To be done — Reproduce the lines below, substituting "Requested masks" for every occurrence of "Your masks" and leaving all else unchanged.

-- START OF The data --

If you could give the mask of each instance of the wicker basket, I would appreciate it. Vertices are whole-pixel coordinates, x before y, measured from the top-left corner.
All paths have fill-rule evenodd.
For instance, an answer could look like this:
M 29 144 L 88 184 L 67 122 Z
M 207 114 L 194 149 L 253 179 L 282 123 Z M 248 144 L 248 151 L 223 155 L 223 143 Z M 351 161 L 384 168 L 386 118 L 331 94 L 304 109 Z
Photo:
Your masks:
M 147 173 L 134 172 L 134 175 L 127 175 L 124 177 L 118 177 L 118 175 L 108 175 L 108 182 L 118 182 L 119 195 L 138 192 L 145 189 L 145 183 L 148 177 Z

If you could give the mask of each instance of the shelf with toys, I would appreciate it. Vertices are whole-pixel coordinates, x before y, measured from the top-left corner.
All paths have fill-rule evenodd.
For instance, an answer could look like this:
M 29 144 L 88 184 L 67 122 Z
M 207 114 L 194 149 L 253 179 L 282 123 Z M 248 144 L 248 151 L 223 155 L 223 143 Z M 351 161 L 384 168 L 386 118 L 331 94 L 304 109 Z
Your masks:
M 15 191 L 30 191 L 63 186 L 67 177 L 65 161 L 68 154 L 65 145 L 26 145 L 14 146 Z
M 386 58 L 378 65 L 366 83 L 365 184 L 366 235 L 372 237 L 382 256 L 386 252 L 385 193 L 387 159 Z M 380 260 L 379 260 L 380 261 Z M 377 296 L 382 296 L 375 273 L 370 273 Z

-- END OF The data --

Exercise output —
If you could give the mask of each instance of the wicker basket, I would appreciate it. Vertices are whole-pixel coordinates, x before y, measured from the top-left corner.
All paths have fill-rule evenodd.
For instance, an answer could look like this:
M 29 144 L 88 184 L 67 122 Z
M 207 114 L 194 149 L 253 179 L 282 123 Z M 248 144 L 248 151 L 223 155 L 223 143 Z M 351 161 L 384 168 L 386 118 L 331 94 L 304 109 Z
Photo:
Requested masks:
M 147 173 L 134 172 L 134 175 L 127 175 L 124 177 L 118 177 L 118 175 L 108 175 L 108 182 L 118 182 L 119 195 L 138 192 L 145 189 L 145 183 L 148 177 Z

If you could give the mask of each instance of the shelf with toys, I would appreciate it. Vertices are whole-pixel coordinates, x before y, measured from the top-left corner.
All paths have fill-rule evenodd.
For instance, an answer could look like this:
M 29 144 L 88 184 L 67 122 Z
M 207 114 L 194 149 L 253 179 L 282 123 Z M 248 144 L 248 151 L 223 155 L 223 143 Z M 351 161 L 384 168 L 386 118 L 331 94 L 304 109 Z
Requested masks:
M 15 191 L 30 191 L 63 186 L 67 177 L 65 161 L 68 154 L 65 145 L 26 145 L 14 146 Z
M 386 58 L 378 65 L 366 83 L 365 184 L 366 235 L 372 237 L 382 256 L 386 252 L 385 193 L 387 159 Z M 380 260 L 379 260 L 380 261 Z M 377 296 L 382 296 L 375 273 L 370 273 Z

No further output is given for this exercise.